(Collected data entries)
----------------------------------------
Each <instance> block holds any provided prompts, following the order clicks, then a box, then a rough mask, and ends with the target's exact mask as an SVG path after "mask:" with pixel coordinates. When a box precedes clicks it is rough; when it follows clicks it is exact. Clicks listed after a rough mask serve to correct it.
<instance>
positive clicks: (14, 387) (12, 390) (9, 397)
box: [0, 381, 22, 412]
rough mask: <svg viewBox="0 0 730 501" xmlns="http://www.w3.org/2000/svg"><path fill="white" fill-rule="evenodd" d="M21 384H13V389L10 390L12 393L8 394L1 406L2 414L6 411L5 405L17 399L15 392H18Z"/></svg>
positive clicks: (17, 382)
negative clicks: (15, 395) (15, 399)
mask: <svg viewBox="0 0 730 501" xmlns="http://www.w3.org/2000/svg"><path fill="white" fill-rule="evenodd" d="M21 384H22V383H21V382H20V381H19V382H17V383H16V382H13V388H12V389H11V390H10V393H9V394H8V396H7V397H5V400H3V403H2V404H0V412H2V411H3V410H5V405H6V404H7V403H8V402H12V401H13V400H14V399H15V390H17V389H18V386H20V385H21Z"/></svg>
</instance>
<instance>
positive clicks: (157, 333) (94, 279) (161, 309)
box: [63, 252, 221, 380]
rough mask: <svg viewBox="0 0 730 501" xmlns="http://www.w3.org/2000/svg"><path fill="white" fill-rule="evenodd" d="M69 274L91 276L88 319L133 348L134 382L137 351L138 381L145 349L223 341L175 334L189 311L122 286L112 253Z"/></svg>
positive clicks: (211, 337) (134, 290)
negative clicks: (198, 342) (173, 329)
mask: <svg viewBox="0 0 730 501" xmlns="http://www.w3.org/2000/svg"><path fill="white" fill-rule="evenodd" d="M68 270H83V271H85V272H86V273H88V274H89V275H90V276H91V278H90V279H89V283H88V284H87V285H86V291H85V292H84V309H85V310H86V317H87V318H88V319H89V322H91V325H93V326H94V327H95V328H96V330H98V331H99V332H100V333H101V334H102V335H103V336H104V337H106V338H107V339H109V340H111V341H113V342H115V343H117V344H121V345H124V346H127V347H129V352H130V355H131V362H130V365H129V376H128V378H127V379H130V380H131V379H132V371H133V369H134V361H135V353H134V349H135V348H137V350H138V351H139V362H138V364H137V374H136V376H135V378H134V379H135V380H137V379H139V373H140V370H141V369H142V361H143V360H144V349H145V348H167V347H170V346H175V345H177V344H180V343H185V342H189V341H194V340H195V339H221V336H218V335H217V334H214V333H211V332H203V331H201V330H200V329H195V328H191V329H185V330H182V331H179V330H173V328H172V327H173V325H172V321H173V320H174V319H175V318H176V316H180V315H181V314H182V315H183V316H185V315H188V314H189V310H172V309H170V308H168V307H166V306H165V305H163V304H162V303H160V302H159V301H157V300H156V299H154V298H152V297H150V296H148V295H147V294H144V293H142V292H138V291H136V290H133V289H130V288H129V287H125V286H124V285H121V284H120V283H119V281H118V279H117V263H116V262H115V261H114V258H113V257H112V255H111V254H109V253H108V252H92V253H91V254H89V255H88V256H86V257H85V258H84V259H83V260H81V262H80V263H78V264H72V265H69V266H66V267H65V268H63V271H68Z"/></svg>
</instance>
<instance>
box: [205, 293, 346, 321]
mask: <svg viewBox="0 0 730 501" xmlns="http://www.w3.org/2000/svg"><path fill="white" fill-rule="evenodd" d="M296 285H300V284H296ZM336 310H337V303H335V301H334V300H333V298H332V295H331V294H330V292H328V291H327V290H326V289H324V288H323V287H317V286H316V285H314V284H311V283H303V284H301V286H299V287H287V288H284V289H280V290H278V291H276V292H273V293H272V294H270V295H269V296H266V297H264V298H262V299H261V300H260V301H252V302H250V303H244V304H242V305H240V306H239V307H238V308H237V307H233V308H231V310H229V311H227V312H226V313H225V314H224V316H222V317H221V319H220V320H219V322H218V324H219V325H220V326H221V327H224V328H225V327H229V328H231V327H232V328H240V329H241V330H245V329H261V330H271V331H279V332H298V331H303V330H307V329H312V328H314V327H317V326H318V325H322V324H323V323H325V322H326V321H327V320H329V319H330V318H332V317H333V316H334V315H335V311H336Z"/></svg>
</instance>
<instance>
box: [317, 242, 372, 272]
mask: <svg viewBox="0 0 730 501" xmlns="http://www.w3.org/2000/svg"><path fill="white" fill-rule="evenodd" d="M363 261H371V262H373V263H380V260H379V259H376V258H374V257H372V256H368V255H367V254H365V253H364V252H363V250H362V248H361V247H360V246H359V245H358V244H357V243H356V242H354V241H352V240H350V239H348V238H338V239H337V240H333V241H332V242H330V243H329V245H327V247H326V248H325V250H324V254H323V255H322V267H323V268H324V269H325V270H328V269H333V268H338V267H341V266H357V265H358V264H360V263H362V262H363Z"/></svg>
----------------------------------------
• **Try it**: Within the records, on how many lines does the word "rough" appear? Provide the number alone.

• **Answer**: 3